▶ Work item
Give back all of the data exactly as written.

Natural language region descriptions:
-*-

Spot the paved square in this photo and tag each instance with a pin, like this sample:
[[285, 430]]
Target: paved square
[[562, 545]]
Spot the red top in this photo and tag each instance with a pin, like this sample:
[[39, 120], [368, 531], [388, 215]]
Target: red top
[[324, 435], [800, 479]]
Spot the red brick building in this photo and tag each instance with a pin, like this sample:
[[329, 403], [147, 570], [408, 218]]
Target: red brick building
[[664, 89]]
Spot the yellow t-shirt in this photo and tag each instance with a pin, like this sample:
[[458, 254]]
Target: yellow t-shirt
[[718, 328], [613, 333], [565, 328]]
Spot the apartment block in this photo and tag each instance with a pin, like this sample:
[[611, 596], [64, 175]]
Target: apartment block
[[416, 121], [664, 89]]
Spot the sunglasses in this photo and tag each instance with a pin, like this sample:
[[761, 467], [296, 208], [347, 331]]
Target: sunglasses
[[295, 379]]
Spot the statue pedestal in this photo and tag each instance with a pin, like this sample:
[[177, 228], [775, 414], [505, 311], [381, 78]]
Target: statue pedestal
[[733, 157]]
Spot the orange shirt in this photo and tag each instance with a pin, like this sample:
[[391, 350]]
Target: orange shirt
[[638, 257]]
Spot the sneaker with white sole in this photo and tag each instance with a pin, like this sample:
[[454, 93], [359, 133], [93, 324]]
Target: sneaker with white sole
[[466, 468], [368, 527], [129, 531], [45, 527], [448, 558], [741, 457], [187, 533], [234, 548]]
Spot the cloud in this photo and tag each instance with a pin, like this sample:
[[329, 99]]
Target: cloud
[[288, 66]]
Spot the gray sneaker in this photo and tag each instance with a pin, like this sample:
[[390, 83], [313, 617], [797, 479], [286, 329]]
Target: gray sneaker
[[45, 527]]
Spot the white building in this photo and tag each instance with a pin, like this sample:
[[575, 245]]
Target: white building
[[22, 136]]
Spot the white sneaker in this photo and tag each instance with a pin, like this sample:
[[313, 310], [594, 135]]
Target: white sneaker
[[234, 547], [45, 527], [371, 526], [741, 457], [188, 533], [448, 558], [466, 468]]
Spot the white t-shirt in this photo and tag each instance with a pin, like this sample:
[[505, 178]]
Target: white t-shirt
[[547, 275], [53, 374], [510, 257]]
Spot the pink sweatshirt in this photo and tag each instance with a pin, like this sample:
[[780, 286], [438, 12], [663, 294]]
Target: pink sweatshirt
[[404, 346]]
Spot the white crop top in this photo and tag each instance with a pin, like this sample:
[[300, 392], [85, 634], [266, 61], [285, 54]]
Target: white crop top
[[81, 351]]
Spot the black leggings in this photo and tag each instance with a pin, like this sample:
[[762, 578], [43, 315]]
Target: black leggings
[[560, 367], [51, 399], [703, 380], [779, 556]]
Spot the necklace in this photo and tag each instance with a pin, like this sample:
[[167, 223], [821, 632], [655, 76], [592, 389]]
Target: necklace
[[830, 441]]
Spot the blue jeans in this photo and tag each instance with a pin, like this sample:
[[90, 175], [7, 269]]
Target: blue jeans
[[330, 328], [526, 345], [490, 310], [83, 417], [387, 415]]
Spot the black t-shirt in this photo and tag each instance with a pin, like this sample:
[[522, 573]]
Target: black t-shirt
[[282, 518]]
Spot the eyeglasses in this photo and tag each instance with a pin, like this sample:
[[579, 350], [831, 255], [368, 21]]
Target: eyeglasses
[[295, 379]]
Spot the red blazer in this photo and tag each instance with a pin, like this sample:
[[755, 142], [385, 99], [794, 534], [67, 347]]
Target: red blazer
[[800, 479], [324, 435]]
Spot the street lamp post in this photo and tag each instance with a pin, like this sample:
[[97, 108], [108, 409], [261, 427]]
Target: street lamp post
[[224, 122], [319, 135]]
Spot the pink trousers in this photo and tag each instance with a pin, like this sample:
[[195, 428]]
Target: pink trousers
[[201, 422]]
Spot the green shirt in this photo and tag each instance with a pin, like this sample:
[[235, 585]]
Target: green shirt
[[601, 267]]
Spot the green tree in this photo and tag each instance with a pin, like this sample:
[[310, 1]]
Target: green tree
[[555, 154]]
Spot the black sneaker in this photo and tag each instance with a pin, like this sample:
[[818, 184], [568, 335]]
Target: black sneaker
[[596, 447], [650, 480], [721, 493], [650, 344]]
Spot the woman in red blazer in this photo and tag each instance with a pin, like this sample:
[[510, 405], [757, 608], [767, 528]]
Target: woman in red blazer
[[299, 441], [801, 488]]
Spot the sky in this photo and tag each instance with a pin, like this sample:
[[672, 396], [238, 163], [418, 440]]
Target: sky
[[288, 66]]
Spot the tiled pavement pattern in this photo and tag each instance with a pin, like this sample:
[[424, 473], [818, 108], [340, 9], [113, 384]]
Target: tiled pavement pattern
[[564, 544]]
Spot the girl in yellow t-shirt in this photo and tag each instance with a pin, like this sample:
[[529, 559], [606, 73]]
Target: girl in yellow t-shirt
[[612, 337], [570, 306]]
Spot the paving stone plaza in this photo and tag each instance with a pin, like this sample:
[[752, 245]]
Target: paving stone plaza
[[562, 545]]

-*-

▶ Answer below
Spot the paved square in this photo and tag each instance with a pin, like this sample:
[[285, 430]]
Target: paved square
[[562, 545]]
Spot the red top in this photo and tag each instance with a pin, like this sample:
[[39, 120], [368, 531], [388, 215]]
Target: red top
[[324, 435], [800, 479]]
Spot the red brick building in this photo and tag each instance with a pin, like this sample:
[[329, 403], [147, 570], [408, 218]]
Target: red brick building
[[664, 89]]
Spot the yellow t-shirt in this photo and tag each instance with a pin, like this sample:
[[458, 254]]
Target: yellow t-shirt
[[718, 328], [613, 333], [565, 328]]
Spot the apartment block in this photo and tag each instance with a pin, like this sample:
[[611, 596], [64, 175]]
Target: apartment block
[[416, 121], [664, 89]]
Spot the sunglasses in this photo and tag each instance with a pin, like this sample:
[[761, 467], [296, 208], [347, 331]]
Target: sunglasses
[[295, 379]]
Spot the statue pedestal in this photo and tag each instance with a pin, like this sample:
[[177, 228], [775, 414], [505, 311], [381, 78]]
Target: statue pedestal
[[733, 157]]
Spot the orange shirt in this photo and tag each instance with a pin, like this sample:
[[391, 350]]
Target: orange shirt
[[638, 257]]
Spot the sneaker with white sole in this photo and tag each instance with a pin, like this sample:
[[454, 93], [359, 133], [93, 324]]
Target: sneaker with white sole
[[466, 468], [368, 527], [129, 531], [45, 527], [448, 558], [741, 457], [187, 533], [234, 548]]
Spot the cloud in this photo and tag each instance with a pin, like this sample:
[[329, 99]]
Target: cloud
[[288, 66]]
Spot the gray sneaker in this photo and tag each instance with a pin, like this sample:
[[390, 83], [313, 617], [797, 479], [286, 329]]
Target: gray sneaker
[[45, 527]]
Spot the white building in this photo and tag each instance with a pin, like this sample:
[[575, 245]]
Target: white building
[[22, 136]]
Spot the white sneaker in this photo and tag each instance with a pin, like this sample:
[[313, 310], [594, 135]]
Target: white sneaker
[[234, 547], [45, 527], [371, 526], [741, 457], [188, 533], [448, 558], [466, 468]]
Spot the white t-shirt in this photo and tag each instance with a pin, like this sample:
[[505, 178]]
Target: white t-shirt
[[547, 275], [53, 374], [510, 257]]
Spot the pink sweatshirt in this photo and tag each instance with a pin, like this sample:
[[780, 286], [438, 12], [663, 294]]
Target: pink sweatshirt
[[404, 346]]
Spot the white crop top in this photo and tag each instance with a pin, like this sample:
[[300, 392], [85, 634], [266, 61], [285, 54]]
Target: white crop top
[[81, 351]]
Spot the black leggings in this photo and tag each instance with a pin, like this sample:
[[762, 578], [43, 315]]
Target: black leggings
[[560, 367], [51, 399], [703, 380], [779, 556]]
Spot the necklace in this photo and tag each instance with a pin, like this sample:
[[167, 223], [821, 632], [655, 76], [592, 389]]
Target: necklace
[[830, 441]]
Spot the blue jeans in this photo and tag each instance with a pin, like this sample:
[[90, 175], [7, 269]]
Target: blue jeans
[[330, 328], [526, 345], [490, 310], [83, 417], [387, 415]]
Spot the black t-shirt in this photo and tag each instance with a pin, like this sample:
[[522, 573]]
Target: black t-shirt
[[282, 518]]
Spot the eyeglasses in this photo and tag each instance with a pin, like this sample:
[[579, 350], [831, 255], [368, 21]]
Target: eyeglasses
[[295, 379]]
Spot the red blazer in this photo and tag each instance with a pin, like this sample:
[[755, 142], [385, 99], [794, 534], [67, 347]]
Target: red blazer
[[800, 479], [324, 435]]
Spot the street lamp post in this photo and tag each instance with a pin, like this sample:
[[97, 108], [108, 409], [261, 427]]
Target: street lamp post
[[224, 122], [319, 135]]
Spot the pink trousers in this photo and tag each instance with a pin, like this sample:
[[195, 428]]
Target: pink trousers
[[201, 422]]
Spot the green shirt in this photo and tag each instance with a pin, like this sample:
[[235, 585]]
Target: green shirt
[[601, 267]]
Spot the green tree in this photo and tag each instance with a pin, like this sample:
[[310, 1]]
Target: green tree
[[555, 154]]
Spot the black sneaker in this photo and tag each instance with a pin, like this sample:
[[818, 184], [568, 335]]
Target: black sneaker
[[596, 447], [650, 480], [721, 493], [650, 344]]
Spot the woman in red blazer in this photo and tag each instance with a pin, like this sample:
[[510, 405], [757, 608], [767, 528]]
Target: woman in red blazer
[[299, 441], [801, 488]]
Spot the sky in this photo and tag each instance with a pin, like this sample:
[[672, 396], [238, 163], [418, 440]]
Target: sky
[[288, 66]]
Spot the tiled pavement pattern in this photo and tag each instance with a pin, like this sample:
[[424, 473], [818, 108], [340, 9], [113, 384]]
Target: tiled pavement pattern
[[564, 544]]
Spot the girl in yellow t-shirt in this photo and tag each instance with a pin, like this sample:
[[529, 559], [606, 73]]
Target: girl in yellow t-shirt
[[612, 337], [570, 306]]
Spot the paving stone plaza in this photo and tag each instance with a pin, like this sample:
[[752, 245]]
Target: paving stone plaza
[[562, 545]]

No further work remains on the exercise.